Objetivo A
Reproduza sem mudar nada as linhas da listagem, da linha com "Exercise. Mark every instance of the ring" até a linha com "[(122, 90)]", incluindo as duas.

Como marco histórico que supera a experiência histórica autoritária e consolida o processo de reconquista de direitos, figura a Constituição Federal de 1988, que abre perspectivas de realização prática dos direitos fundamentais que inscreve em seu corpo normativo, pelo exercício dos instrumentos que oferece à cidadania e que possibilita concretizar as exigências de justiça social, fundadas na dignidade da pessoa humana.


2 DESENVOLVIMENTO

A Assembleia Nacional Constituinte, responsável pela elaboração da nova Carta da República, de 1988, firmou o ingresso do Brasil no rol dos países democráticos, após vinte e cinco anos de repressão conduzida pelos sucessivos governos militares. Prevaleceu a opção de delegação dos poderes constituintes ao Congresso Nacional, não sendo selecionada a fórmula, que obteve amplo apoio na sociedade civil, de eleição de uma Constituinte exclusiva, a dissolver-se logo após a conclusão dos trabalhos.

Os trabalhos da Constituinte foram longos, encerrando-se, formalmente, em 5 de outubro de 1988, data da promulgação do novo texto constitucional. A ausência de um anteprojeto prévio, dada a rejeição, pelo presidente Sarney, do trabalho elaborado pela comissão de notáveis constituída para desenvolvê-lo, contribuiu para alongar as tarefas.

A inadmissão do projeto pelo governo fez-se tacitamente por via omissiva, deixando o Executivo de enviá-lo à Constituinte. Consta que o Presidente não se conformava, dentre outras coisas, com a opção parlamentarista do texto prévio. A consequência imediata desse procedimento,

[...] contrariando a velha praxe dos projetos sobre os quais costumavam trabalhar as Constituintes passadas, foi achar-se o colégio soberano sem um texto a partir do qual pudesse encetar sua tarefa, como fizeram os constituintes republicanos de 1890, 1933 e 1967. Os de 1946, colocados numa situação semelhante se inspiraram na Constituição de 1934. Em 1987, a Constituinte congressual principiou sem nenhum marco de referência. Esse dado de início se mostrou deveras negativo, porquanto as primeiras semanas da reunião constituinte se viram rodeadas de um véu de incertezas que cobria de indecisão os trabalhos iniciais, não raro tumultuados e anárquicos, revelando um aparente despreparo a par de muitas vacilações dos membros da Assembléia, até que as comissões se consolidaram. Mas a falta de um projeto oriundo do poder acabou sendo fator deveras positivo na legitimação do processo de espontaneidade com que foi conduzido (ANDRADE; BONAVIDES, 1991, p.495).

Listagem da tarefa
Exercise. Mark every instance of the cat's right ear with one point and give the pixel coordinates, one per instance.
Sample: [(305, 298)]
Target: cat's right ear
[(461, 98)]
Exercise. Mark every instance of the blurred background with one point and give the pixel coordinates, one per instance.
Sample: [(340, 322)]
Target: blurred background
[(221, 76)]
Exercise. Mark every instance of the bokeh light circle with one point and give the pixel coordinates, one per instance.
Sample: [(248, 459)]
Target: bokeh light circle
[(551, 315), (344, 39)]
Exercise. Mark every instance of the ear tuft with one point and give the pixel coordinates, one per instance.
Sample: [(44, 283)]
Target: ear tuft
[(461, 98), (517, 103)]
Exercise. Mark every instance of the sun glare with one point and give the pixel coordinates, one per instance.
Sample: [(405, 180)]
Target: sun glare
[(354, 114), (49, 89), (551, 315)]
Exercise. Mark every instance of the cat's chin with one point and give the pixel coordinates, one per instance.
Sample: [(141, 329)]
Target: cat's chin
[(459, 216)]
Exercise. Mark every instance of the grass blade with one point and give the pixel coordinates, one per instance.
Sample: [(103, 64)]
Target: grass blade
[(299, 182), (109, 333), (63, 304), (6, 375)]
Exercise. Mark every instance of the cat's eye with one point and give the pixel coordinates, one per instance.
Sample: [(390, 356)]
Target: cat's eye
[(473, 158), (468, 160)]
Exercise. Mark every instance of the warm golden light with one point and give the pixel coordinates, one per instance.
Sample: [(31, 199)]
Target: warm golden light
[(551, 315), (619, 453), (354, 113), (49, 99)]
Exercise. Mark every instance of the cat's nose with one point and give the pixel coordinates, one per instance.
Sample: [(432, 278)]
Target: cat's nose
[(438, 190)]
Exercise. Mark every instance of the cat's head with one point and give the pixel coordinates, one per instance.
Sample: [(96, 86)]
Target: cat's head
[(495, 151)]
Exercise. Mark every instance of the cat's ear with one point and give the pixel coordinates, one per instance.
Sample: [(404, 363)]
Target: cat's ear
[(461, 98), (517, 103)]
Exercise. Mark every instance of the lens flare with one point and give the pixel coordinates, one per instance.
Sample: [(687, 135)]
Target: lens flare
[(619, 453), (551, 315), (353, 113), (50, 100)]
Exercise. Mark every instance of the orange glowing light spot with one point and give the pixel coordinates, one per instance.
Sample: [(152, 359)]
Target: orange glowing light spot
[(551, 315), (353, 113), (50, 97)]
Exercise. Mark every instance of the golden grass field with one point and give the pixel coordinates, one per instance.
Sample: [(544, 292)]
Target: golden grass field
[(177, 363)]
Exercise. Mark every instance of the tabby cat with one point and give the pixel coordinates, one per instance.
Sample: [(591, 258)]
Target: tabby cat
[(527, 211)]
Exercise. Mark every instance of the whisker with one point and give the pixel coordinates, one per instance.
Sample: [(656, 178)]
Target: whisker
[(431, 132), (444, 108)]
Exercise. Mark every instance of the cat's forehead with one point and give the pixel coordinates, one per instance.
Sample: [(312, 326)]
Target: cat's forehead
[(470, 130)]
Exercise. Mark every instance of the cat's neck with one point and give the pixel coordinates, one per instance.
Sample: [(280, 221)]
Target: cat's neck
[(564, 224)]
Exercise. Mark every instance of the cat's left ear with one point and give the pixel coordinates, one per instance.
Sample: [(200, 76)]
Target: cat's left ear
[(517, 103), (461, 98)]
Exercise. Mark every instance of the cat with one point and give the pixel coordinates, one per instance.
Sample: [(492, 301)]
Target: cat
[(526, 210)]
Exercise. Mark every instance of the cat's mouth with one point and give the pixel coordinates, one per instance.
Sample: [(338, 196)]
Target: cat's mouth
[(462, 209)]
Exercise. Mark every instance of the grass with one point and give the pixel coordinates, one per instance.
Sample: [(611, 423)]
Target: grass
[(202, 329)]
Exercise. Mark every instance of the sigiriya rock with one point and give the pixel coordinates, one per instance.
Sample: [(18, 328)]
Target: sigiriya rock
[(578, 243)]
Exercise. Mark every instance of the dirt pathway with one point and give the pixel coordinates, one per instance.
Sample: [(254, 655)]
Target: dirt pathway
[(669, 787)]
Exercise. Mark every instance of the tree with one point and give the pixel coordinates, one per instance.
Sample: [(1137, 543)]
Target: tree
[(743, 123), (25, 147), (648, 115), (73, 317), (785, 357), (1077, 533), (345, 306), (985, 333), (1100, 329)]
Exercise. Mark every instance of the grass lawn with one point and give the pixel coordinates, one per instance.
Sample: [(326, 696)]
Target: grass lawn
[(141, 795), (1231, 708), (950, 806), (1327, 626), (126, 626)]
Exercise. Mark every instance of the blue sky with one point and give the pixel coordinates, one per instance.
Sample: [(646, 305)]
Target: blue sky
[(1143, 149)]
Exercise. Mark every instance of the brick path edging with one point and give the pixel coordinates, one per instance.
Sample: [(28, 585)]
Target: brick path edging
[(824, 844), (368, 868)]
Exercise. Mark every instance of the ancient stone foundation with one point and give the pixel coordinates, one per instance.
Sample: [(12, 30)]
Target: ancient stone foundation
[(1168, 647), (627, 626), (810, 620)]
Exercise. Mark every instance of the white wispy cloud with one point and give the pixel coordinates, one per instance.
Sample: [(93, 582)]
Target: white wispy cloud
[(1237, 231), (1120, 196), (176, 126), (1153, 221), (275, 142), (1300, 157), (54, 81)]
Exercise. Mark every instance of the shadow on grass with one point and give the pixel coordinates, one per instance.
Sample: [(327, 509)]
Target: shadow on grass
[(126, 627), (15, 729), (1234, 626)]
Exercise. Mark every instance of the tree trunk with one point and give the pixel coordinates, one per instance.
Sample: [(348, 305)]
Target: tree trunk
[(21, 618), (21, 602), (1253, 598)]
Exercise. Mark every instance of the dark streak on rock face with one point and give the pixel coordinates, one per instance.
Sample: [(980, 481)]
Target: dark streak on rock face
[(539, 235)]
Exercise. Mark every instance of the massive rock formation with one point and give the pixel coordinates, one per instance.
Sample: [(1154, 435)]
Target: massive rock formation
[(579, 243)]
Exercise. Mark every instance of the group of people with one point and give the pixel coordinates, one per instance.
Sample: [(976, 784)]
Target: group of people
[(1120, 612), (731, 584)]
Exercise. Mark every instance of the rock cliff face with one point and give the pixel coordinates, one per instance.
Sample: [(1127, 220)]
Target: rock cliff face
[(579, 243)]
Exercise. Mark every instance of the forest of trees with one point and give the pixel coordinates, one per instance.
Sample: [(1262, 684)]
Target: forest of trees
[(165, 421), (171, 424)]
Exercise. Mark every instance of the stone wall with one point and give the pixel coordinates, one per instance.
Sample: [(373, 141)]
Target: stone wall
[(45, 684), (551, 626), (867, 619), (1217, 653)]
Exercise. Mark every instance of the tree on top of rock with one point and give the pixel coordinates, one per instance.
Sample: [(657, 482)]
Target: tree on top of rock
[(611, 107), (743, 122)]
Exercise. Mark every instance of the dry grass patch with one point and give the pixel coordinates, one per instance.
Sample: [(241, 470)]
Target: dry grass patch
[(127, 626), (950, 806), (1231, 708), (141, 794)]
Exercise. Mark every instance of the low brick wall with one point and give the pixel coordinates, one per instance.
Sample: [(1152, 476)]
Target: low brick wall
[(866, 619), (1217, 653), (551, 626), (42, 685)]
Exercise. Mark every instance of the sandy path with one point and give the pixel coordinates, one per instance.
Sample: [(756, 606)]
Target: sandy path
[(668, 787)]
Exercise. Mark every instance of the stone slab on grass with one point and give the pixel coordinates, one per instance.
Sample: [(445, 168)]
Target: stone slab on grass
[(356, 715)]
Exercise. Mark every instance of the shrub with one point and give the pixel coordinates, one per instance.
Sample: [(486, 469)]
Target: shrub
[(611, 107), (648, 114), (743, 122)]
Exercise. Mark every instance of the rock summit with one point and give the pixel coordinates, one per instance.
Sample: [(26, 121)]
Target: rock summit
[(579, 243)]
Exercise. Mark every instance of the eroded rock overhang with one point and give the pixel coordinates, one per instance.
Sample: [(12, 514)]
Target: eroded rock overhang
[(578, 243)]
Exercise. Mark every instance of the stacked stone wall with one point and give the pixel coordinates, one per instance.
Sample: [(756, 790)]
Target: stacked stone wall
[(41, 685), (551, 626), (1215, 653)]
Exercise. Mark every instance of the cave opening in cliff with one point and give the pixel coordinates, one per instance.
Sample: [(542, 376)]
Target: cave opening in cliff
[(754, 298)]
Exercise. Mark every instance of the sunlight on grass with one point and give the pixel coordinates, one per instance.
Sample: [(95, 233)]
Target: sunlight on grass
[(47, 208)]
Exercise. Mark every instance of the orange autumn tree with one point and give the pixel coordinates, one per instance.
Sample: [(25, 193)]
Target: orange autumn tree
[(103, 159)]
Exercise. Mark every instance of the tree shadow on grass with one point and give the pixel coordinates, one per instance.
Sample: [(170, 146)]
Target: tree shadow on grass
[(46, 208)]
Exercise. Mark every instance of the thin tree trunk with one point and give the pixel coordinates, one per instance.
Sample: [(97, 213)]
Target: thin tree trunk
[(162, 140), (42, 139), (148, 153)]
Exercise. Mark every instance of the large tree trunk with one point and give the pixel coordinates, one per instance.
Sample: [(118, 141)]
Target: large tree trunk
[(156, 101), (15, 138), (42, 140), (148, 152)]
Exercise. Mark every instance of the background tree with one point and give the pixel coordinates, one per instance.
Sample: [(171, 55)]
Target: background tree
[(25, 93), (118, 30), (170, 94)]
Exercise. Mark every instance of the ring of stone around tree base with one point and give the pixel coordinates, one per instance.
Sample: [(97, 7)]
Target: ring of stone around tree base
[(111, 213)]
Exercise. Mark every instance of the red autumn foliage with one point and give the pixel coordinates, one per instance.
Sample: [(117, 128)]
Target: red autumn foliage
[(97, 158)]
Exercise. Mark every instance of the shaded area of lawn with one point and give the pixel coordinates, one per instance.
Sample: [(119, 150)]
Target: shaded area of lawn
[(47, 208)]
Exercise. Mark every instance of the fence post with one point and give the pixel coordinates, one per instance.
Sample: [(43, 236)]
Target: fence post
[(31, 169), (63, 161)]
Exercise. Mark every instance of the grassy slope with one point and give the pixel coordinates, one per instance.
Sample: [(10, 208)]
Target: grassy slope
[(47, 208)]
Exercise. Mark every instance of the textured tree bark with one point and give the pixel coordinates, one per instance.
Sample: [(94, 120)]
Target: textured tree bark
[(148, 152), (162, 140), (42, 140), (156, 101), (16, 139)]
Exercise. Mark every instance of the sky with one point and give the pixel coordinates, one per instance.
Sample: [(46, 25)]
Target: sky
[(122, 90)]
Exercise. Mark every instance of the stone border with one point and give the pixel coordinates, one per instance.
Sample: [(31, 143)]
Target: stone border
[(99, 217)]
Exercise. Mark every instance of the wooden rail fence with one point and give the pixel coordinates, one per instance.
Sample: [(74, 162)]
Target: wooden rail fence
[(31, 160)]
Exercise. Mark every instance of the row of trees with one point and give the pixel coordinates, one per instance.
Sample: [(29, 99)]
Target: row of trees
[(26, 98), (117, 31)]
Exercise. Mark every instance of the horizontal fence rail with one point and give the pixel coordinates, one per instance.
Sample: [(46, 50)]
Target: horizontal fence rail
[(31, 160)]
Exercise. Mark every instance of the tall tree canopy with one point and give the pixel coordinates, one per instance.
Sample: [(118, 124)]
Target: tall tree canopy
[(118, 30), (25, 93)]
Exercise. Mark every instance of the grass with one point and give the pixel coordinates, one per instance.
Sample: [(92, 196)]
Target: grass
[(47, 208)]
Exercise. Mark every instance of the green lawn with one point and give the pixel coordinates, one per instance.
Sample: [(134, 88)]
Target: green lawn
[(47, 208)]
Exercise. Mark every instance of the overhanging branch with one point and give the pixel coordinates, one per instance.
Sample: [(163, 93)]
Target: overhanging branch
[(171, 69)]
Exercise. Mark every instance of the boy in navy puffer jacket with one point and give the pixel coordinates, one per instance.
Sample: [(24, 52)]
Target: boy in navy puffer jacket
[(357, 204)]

Objetivo B
Dê continuidade ao texto sobre a Constituinte de 1988 logo depois da última frase mostrada.

Resposta A
Exercise. Mark every instance of the ring of stone around tree base with one point and give the pixel coordinates, one per instance.
Sample: [(97, 7)]
Target: ring of stone around tree base
[(111, 213)]
Exercise. Mark every instance of the red autumn foliage with one point and give the pixel coordinates, one per instance.
Sample: [(117, 128)]
Target: red autumn foliage
[(97, 158)]
Exercise. Mark every instance of the shaded area of lawn with one point and give the pixel coordinates, one per instance.
Sample: [(119, 150)]
Target: shaded area of lawn
[(47, 208)]
Exercise. Mark every instance of the fence post with one point and give the pixel coordinates, one per instance.
Sample: [(43, 236)]
Target: fence post
[(31, 169), (63, 161)]
Exercise. Mark every instance of the grassy slope with one point and give the pixel coordinates, one per instance.
Sample: [(10, 208)]
Target: grassy slope
[(47, 208)]
Exercise. Mark every instance of the textured tree bark with one point and give the pixel coordinates, one per instance.
Sample: [(94, 120)]
Target: textured tree bark
[(148, 152), (162, 140), (42, 140), (156, 101), (16, 139)]
Exercise. Mark every instance of the sky with one point and give the pixel coordinates, one per instance.
Sample: [(46, 25)]
Target: sky
[(122, 90)]

Resposta B
Além dos obstáculos naturais oriundos da heterogeneidade das visões políticas, a metodologia do trabalho serviu para aumentar as deficiências do texto final. Dividida, de início, em 24 subcomissões e, posteriormente, em 8 comissões, cada uma elaborou um anteprojeto parcial, resultando num emaranhado composto de 551 artigos. A falta de coordenação entre as diversas comissões resultou em um texto minucioso e prolixo, extenso demais para um documento dessa natureza, além de corporativo e casuístico, o que pode ser explicado pela influência dos lobbies e dos grupos de pressão. Segundo Luis Roberto Barroso (2006, p. 42), essa crítica,

[...] cabível e necessária, não empana o seu caráter democrático, mas apenas realça a fisionomia ainda imatura de um País fragilizado pelas sucessivas rupturas institucionais e pela perversidade de suas relações sociais. Como protagonista e beneficiária das disfunções atávicas da sociedade brasileira, sobrepaira uma classe dominante – a elite econômica e intelectual – que jamais se interessou ou foi capaz de elaborar um projeto generoso de país, apto a integrar à cidadania, ao consumo mínimo, enfim, à vida civilizada, os enormes contingentes historicamente marginalizados.

Tal constatação, no entanto, foi incapaz de retirar da nova Carta seu enorme significado para a realidade política brasileira que se principiava. A Constituição de 1988 refletiu os anseios de liberdade e democracia de todo o povo, consagrando-se marco inicial da restauração do Estado Democrático no Brasil e reafirmando os direitos fundamentais, especialmente os de cidadania, consagrando-os a partir de novas bases de valores e buscando realizá-los a partir do cumprimento de objetivos específicos.

O texto da Constituição, bastante criticado por entrar em assuntos que não deveriam merecer acolhimento na Lei Maior, evidenciou as pressões dos diferentes grupos da sociedade, não hesitantes na busca, demonstrada nos longos períodos de trabalho da Constituinte, de fixar o máximo de regras no documento como espécie de maior garantia para seu cumprimento.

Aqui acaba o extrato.